___ Page extract ___

This project applies the following theory clusters:

• Symbolic-to-numeric translation (expressions, data shapes, invariants)
• Stability constraints (precision, scaling, stopping criteria)
• Optimization or inference logic (depending on project objective)
• Evaluation discipline (error analysis, test coverage, reproducibility)

Concept A: Mathematical Representation Discipline

Fundamentals A math expression is not executable until you define representation, ordering, and domain constraints. The same equation can be represented as a token stream, tree, matrix pipeline, or probability graph. Choosing representation determines what bugs you can catch early.

Deep Dive into the concept Most project failures begin before algorithm selection: they start with ambiguous representation. If your parser cannot distinguish unary minus from subtraction, your calculator fails. If your matrix dimensions are implicit rather than validated, your linear algebra pipeline fails silently. If your probabilistic assumptions (independence, stationarity, or class priors) are not explicit, your inference can look accurate on one split and collapse on another. The core implementation move is to treat representation as a contract. Define each object with shape, domain, and semantic intent. Then enforce invariants at boundaries: input parser, preprocessing, training loop, evaluation stage. This makes debugging local instead of global.

How this fits this project You will encode each operation with explicit contracts and invariant checks.

Definitions & key terms

• Invariant: Property that must hold before and after each operation.

___ Listed entries ___

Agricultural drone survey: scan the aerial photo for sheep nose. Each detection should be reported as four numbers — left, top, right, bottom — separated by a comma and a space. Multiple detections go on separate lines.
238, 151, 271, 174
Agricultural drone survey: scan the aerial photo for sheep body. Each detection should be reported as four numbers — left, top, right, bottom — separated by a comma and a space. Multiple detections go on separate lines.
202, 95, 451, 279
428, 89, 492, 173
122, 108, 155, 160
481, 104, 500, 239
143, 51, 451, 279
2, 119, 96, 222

___

_Things to do_:
1. List the theory clusters that the page extract says the project applies.
2. Please set down everything in the page extract from "This project applies" down to "test coverage, reproducibility)".
3. According to the page extract, at which boundaries should invariants be enforced?
These records have no connection to the page extract.

_Solutions to each task_:
1.
Symbolic-to-numeric translation (expressions, data shapes, invariants)
Stability constraints (precision, scaling, stopping criteria)
Optimization or inference logic (depending on project objective)
Evaluation discipline (error analysis, test coverage, reproducibility)

2.
This project applies the following theory clusters:

• Symbolic-to-numeric translation (expressions, data shapes, invariants)
• Stability constraints (precision, scaling, stopping criteria)
• Optimization or inference logic (depending on project objective)
• Evaluation discipline (error analysis, test coverage, reproducibility)

3. At the input parser, preprocessing, training loop, and evaluation stage.